* RECORDS FOR THE TASK
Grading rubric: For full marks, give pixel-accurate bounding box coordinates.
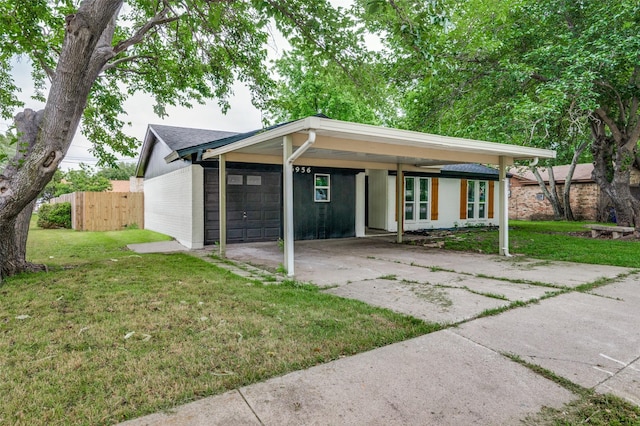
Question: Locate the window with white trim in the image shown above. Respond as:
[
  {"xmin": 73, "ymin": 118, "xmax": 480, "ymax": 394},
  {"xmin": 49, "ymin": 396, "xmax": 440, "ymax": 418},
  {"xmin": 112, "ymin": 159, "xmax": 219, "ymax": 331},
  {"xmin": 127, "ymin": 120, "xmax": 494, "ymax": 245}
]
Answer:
[
  {"xmin": 313, "ymin": 173, "xmax": 331, "ymax": 203},
  {"xmin": 467, "ymin": 180, "xmax": 489, "ymax": 220},
  {"xmin": 404, "ymin": 176, "xmax": 431, "ymax": 222}
]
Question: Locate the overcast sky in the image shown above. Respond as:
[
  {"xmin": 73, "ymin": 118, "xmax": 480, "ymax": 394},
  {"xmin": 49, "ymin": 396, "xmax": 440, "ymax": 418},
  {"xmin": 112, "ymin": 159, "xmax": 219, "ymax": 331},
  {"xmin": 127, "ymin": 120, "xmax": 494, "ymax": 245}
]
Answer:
[{"xmin": 0, "ymin": 0, "xmax": 353, "ymax": 170}]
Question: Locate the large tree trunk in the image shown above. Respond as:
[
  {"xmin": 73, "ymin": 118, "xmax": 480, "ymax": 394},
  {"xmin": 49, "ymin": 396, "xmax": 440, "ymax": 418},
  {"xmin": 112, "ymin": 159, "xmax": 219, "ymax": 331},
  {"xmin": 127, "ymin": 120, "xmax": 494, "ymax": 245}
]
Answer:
[
  {"xmin": 0, "ymin": 200, "xmax": 45, "ymax": 281},
  {"xmin": 591, "ymin": 121, "xmax": 640, "ymax": 228},
  {"xmin": 0, "ymin": 0, "xmax": 122, "ymax": 280},
  {"xmin": 530, "ymin": 166, "xmax": 564, "ymax": 220},
  {"xmin": 562, "ymin": 141, "xmax": 588, "ymax": 221}
]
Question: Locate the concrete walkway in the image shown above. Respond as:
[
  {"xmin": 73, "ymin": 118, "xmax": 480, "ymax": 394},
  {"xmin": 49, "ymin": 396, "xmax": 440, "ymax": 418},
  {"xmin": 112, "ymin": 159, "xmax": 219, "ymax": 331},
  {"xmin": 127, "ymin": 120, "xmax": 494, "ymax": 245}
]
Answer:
[{"xmin": 125, "ymin": 237, "xmax": 640, "ymax": 425}]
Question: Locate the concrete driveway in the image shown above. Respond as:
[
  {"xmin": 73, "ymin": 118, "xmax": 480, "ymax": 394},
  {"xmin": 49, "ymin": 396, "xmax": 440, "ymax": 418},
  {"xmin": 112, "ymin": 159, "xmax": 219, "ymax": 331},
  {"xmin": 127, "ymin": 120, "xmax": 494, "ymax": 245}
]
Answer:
[{"xmin": 127, "ymin": 237, "xmax": 640, "ymax": 425}]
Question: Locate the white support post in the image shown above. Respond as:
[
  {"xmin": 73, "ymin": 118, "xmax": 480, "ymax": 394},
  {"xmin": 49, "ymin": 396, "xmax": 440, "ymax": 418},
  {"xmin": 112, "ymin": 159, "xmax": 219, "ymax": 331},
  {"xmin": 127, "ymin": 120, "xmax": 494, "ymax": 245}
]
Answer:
[
  {"xmin": 498, "ymin": 156, "xmax": 511, "ymax": 256},
  {"xmin": 282, "ymin": 135, "xmax": 295, "ymax": 276},
  {"xmin": 396, "ymin": 163, "xmax": 404, "ymax": 244},
  {"xmin": 218, "ymin": 154, "xmax": 227, "ymax": 257},
  {"xmin": 356, "ymin": 172, "xmax": 367, "ymax": 237}
]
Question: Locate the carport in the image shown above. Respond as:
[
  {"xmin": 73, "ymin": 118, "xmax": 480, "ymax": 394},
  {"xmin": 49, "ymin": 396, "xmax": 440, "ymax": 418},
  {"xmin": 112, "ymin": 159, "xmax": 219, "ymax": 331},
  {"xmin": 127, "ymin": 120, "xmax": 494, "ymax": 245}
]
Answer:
[{"xmin": 202, "ymin": 116, "xmax": 555, "ymax": 276}]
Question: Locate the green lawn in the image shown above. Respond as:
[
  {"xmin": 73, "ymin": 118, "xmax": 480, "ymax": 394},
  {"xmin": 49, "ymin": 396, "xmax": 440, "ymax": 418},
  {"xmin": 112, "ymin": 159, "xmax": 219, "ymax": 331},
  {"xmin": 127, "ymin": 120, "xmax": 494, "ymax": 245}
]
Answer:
[
  {"xmin": 0, "ymin": 222, "xmax": 640, "ymax": 425},
  {"xmin": 445, "ymin": 221, "xmax": 640, "ymax": 268},
  {"xmin": 0, "ymin": 225, "xmax": 439, "ymax": 425}
]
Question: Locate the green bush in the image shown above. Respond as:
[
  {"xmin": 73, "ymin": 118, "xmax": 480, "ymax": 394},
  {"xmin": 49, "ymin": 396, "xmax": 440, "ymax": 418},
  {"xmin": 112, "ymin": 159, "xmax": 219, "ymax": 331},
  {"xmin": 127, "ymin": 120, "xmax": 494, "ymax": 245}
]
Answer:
[{"xmin": 38, "ymin": 203, "xmax": 71, "ymax": 229}]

* DIRECTIVE
Rewrite the listing from the line with "Question: Locate the green bush" through the end of the listing, changing "green bush" to "leafy shrub" and leaving everything else as it is. Return only those lines.

* RESULT FOR THIS TASK
Question: Locate the leafy shrub in the image shown above. Respond as:
[
  {"xmin": 73, "ymin": 118, "xmax": 480, "ymax": 394},
  {"xmin": 49, "ymin": 396, "xmax": 440, "ymax": 418},
  {"xmin": 112, "ymin": 159, "xmax": 219, "ymax": 331},
  {"xmin": 127, "ymin": 120, "xmax": 494, "ymax": 245}
]
Answer:
[{"xmin": 38, "ymin": 203, "xmax": 71, "ymax": 229}]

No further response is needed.